TEXTE À LIRE:
_____

Mais vous savez, le lancer de couteau ce n’est jamais qu’un jeu de fléchettes dans lequel on a remplacé les fléchettes par des couteaux.
 

 
 karaté jutsu, Karaté Contact, karaté Mix, shotokan, wado ryu, Shorin ryu,... Y a-t-il plusieurs karatés ou un seul selon vous ?
 
Il n’y a évidemment qu’un seul Karaté. Après, il peut y avoir plusieurs façon de l’appliquer et notamment selon la morphologie du pratiquant.
Le problème est que le nom KARATE est mis à toutes les sauces.  Ils on créé le Karaté jutsu, le Karaté défense, Le Karaté contact, le Karaté semi contact, le  Karaté mixte, Le body karaté, le handi Karaté, le mini Karaté, le Karaté artistique, le Karaté interne et maintenant le Karaté full contact.  Ben oui, ça fait des licences.  Et ma liste n’est certainement pas à jour.
Dans ces conditions, comment s’étonner que dans une grande majorité de clubs il n’est plus pratiqué qu’une pâle imitation de Karaté  Comment voulez-vous que le Karaté soit pris au sérieux ?  Et on voudrait qu’il soit aux jeux olympiques… Combien de pseudo instructeurs ont été formés au véritable Karaté ?...
 

 
 Avec le karaté sportif s'éloigne t'on de la véritable efficacité martiale, le Kakuto Bugeï (art de guerre)?
 
Le  ‘’karaté sportif’’ est un très beau sport. Mais c’est un sport.  Avec ses règles et ses interdits.  On est donc loin de l’art Martial. D’ailleurs la fédération française dépend du Ministère des sports.
 C’est un sport de combat dans lequel on utilise quelques techniques du KARATE.  
Je disais que c’est un très beau sport. Mais qu’est ce qu’un sport ?
Selon le dictionnaire de l’académie française
Étymologie : XIXe siècle. Mot anglais, signifiant  « amusement, distraction », puis « exercice physique en plein air ; compétition athlétique », emprunté de l’ancien français desport, « plaisir, divertissement », déverbal de (se) desporter, « se divertir, se détendre ».
On est donc bien loin de l’art Martial, de l’art de guerre Kakuto Bugeï  dans lequel il n’y a ni règles ni arbitre ;   Pour moi, le ‘’karaté sportif’’ ne nuit pas au véritable Karaté.  C’est tout simplement autre chose.   Et encore une fois c’est un beau sport.
Si le sport, que ce soit le Karaté sportif ou autre peut être pratiqué par tout un chacun,  Au Japon, la  pratique du véritable karaté traditionnel a toujours été réservé à une élite.


 

 vous avez fait vous aussi de la compétition, par exemple à Tokyo en 1973 lors des championnats du Monde shotokan où les règles étaient en Ippon Shobu?

_____

LIGNES FOURNIES:
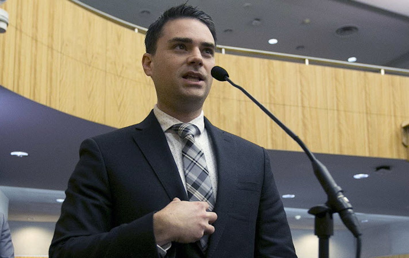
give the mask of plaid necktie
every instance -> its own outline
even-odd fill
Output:
[[[193,124],[185,123],[175,125],[171,129],[178,132],[184,144],[182,158],[189,200],[206,202],[209,204],[208,210],[213,211],[214,196],[204,154],[195,142],[194,135],[199,133],[199,128]],[[200,239],[204,251],[207,248],[208,238],[208,235],[204,235]]]

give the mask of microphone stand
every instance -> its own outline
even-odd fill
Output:
[[[329,238],[333,234],[334,231],[333,214],[336,212],[339,214],[344,224],[357,238],[356,257],[359,258],[361,255],[360,236],[361,235],[359,223],[352,210],[352,206],[349,201],[344,196],[342,189],[336,184],[325,166],[315,157],[298,136],[281,123],[244,89],[231,81],[229,78],[227,72],[224,69],[223,70],[225,72],[225,74],[222,75],[224,80],[227,81],[233,86],[241,90],[258,106],[267,115],[298,144],[311,161],[314,174],[326,193],[328,197],[327,202],[325,204],[315,206],[308,210],[308,213],[314,215],[315,217],[314,222],[315,233],[319,239],[319,258],[329,258]],[[217,78],[216,79],[219,81],[223,80]]]

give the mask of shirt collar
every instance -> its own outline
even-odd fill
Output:
[[[155,105],[155,107],[153,107],[153,114],[155,114],[155,117],[156,117],[156,119],[157,119],[158,121],[159,122],[159,124],[160,125],[160,127],[162,128],[162,130],[163,130],[164,132],[166,132],[171,126],[174,125],[183,123],[179,119],[168,114],[159,109],[159,108],[157,107],[157,105],[156,104]],[[204,113],[203,113],[203,111],[202,110],[198,117],[189,121],[188,123],[193,124],[197,126],[201,134],[204,130]]]

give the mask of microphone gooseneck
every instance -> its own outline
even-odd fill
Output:
[[[211,69],[211,74],[215,79],[221,81],[227,81],[233,86],[243,92],[298,144],[311,161],[314,174],[327,194],[328,199],[326,203],[326,205],[333,212],[339,214],[344,224],[357,238],[359,242],[360,242],[360,236],[362,234],[359,223],[352,210],[352,206],[348,199],[344,196],[342,189],[335,183],[325,166],[315,157],[298,136],[281,123],[246,90],[231,81],[229,78],[229,74],[226,70],[220,66],[215,66]],[[360,249],[360,247],[359,249]],[[359,257],[360,251],[359,253],[358,254],[357,251],[357,257]]]

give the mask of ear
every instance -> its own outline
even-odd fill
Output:
[[[152,55],[148,53],[145,53],[142,56],[142,67],[144,68],[145,74],[148,76],[151,76],[152,74],[153,65],[152,61]]]

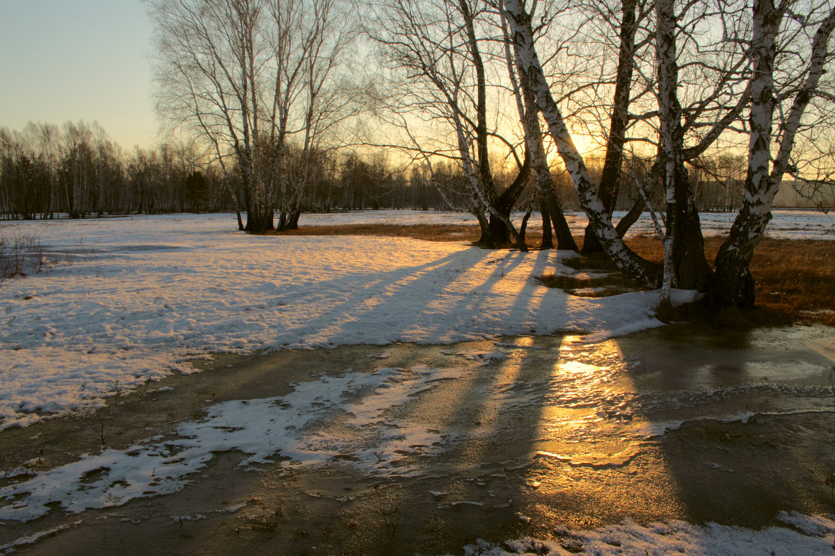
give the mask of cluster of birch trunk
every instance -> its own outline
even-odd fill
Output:
[[[831,183],[832,2],[386,0],[372,12],[371,36],[404,83],[381,101],[394,108],[390,122],[408,139],[400,143],[427,163],[459,161],[485,243],[509,238],[524,248],[508,218],[517,183],[500,192],[491,177],[505,147],[518,179],[536,184],[558,245],[576,249],[549,185],[553,148],[589,218],[584,251],[602,249],[632,280],[660,288],[662,303],[680,288],[750,306],[749,263],[783,177]],[[429,119],[445,143],[415,131]],[[520,148],[507,138],[514,125]],[[572,137],[595,126],[605,150],[596,183]],[[711,262],[690,178],[706,153],[723,151],[745,156],[747,169],[741,208]],[[627,183],[642,194],[615,226],[614,199]],[[659,188],[660,203],[650,194]],[[645,210],[660,265],[623,241]]]
[[[826,184],[835,171],[831,0],[149,5],[160,115],[199,139],[228,184],[240,174],[239,226],[251,232],[295,227],[306,168],[348,144],[396,149],[442,196],[463,194],[481,244],[525,248],[510,214],[535,207],[546,246],[577,250],[554,185],[559,160],[589,218],[584,251],[602,250],[664,303],[680,288],[747,306],[749,263],[783,177]],[[605,152],[600,179],[580,135]],[[291,145],[301,153],[292,175]],[[744,198],[708,261],[692,176],[728,155],[746,160]],[[449,162],[462,176],[455,190],[434,170]],[[640,194],[615,224],[627,187]],[[646,211],[663,264],[623,241]]]

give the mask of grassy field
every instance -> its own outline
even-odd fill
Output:
[[[303,226],[281,232],[286,235],[372,235],[413,238],[428,241],[469,241],[478,238],[478,227],[461,224],[348,224],[340,226]],[[581,237],[575,239],[582,241]],[[709,261],[716,257],[723,238],[705,241]],[[535,248],[541,241],[539,230],[526,238]],[[660,262],[660,242],[652,236],[637,236],[626,243],[646,258]],[[594,265],[593,265],[594,266]],[[772,321],[835,325],[835,242],[814,240],[763,239],[752,261],[751,271],[757,284],[757,303],[767,313],[758,314]],[[595,283],[576,283],[549,285],[563,288],[594,287]]]

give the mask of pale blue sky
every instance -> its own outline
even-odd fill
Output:
[[[0,127],[84,119],[154,143],[151,33],[140,0],[0,0]]]

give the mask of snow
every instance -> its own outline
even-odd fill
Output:
[[[427,218],[345,218],[397,214]],[[560,330],[597,341],[660,324],[657,292],[590,299],[539,284],[534,276],[574,272],[562,265],[574,256],[564,252],[250,236],[228,214],[19,222],[0,233],[36,235],[53,260],[46,272],[0,285],[0,428],[102,407],[172,372],[193,372],[192,362],[210,353]]]
[[[429,216],[388,211],[333,218],[425,222],[421,219]],[[431,216],[441,222],[470,218]],[[327,218],[311,217],[309,223]],[[831,223],[813,220],[792,217],[774,229],[792,237],[817,227],[810,233],[835,238]],[[709,221],[703,218],[703,223]],[[775,221],[781,222],[779,215]],[[235,231],[230,215],[0,225],[0,233],[18,233],[37,234],[53,262],[47,272],[0,284],[0,428],[100,407],[107,397],[170,373],[193,372],[192,362],[211,353],[396,341],[442,343],[564,330],[588,332],[579,337],[588,343],[660,324],[654,317],[657,292],[575,298],[534,279],[569,273],[562,261],[574,255],[564,252],[487,251],[463,243],[403,238],[253,237]],[[54,260],[56,253],[60,260]],[[694,298],[691,292],[674,294],[679,303]],[[485,365],[506,357],[501,351],[449,353]],[[372,349],[368,357],[390,355]],[[584,379],[581,364],[564,363],[574,365],[568,373],[571,381]],[[350,457],[368,475],[407,477],[415,472],[410,458],[432,456],[456,438],[392,418],[392,408],[464,378],[472,368],[349,369],[296,384],[284,396],[209,405],[205,418],[180,423],[170,437],[84,455],[35,475],[31,469],[7,472],[3,478],[10,480],[0,488],[0,519],[37,519],[56,506],[78,513],[177,492],[215,453],[227,451],[240,452],[243,466],[270,463],[292,469]],[[573,383],[566,382],[554,395],[566,398],[565,403],[574,398],[581,402],[583,392],[567,388]],[[679,395],[701,399],[719,393]],[[645,397],[648,407],[665,403]],[[333,415],[341,416],[339,426],[314,427]],[[749,418],[735,413],[726,419]],[[681,423],[645,423],[640,432],[645,438],[664,434]],[[316,433],[309,433],[311,429]],[[281,461],[276,461],[277,455]],[[541,455],[574,461],[574,456]],[[615,455],[599,463],[620,465],[631,457],[627,452]],[[830,517],[783,513],[778,518],[785,527],[759,530],[627,520],[595,530],[558,532],[556,540],[524,538],[500,546],[479,542],[465,550],[496,556],[831,553],[835,522]],[[58,530],[19,538],[0,546],[0,552]]]
[[[543,554],[569,556],[772,556],[831,554],[835,521],[782,513],[789,527],[750,529],[683,521],[640,525],[631,520],[593,531],[563,531],[559,540],[521,538],[501,546],[479,541],[465,548],[468,556]],[[581,548],[578,548],[581,547]]]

_____

TRAVAIL À FAIRE:
A. Traduisez en anglais cette phrase du texte sur le karaté : « Il n’y a évidemment qu’un seul Karaté. »
B. Répondez à ces questions à l’aide du texte sur le karaté :
(i) De quel ministère dépend la fédération française ?
(ii) De quel mot de l’ancien français vient le mot « sport » ?
(iii) Dans quelle ville et en quelle année ont eu lieu les championnats du Monde shotokan cités ?

LES RÉSULTATS:
A. There is obviously only one Karate.

B.
(i) Du Ministère des sports.
(ii) De « desport ».
(iii) À Tokyo, en 1973.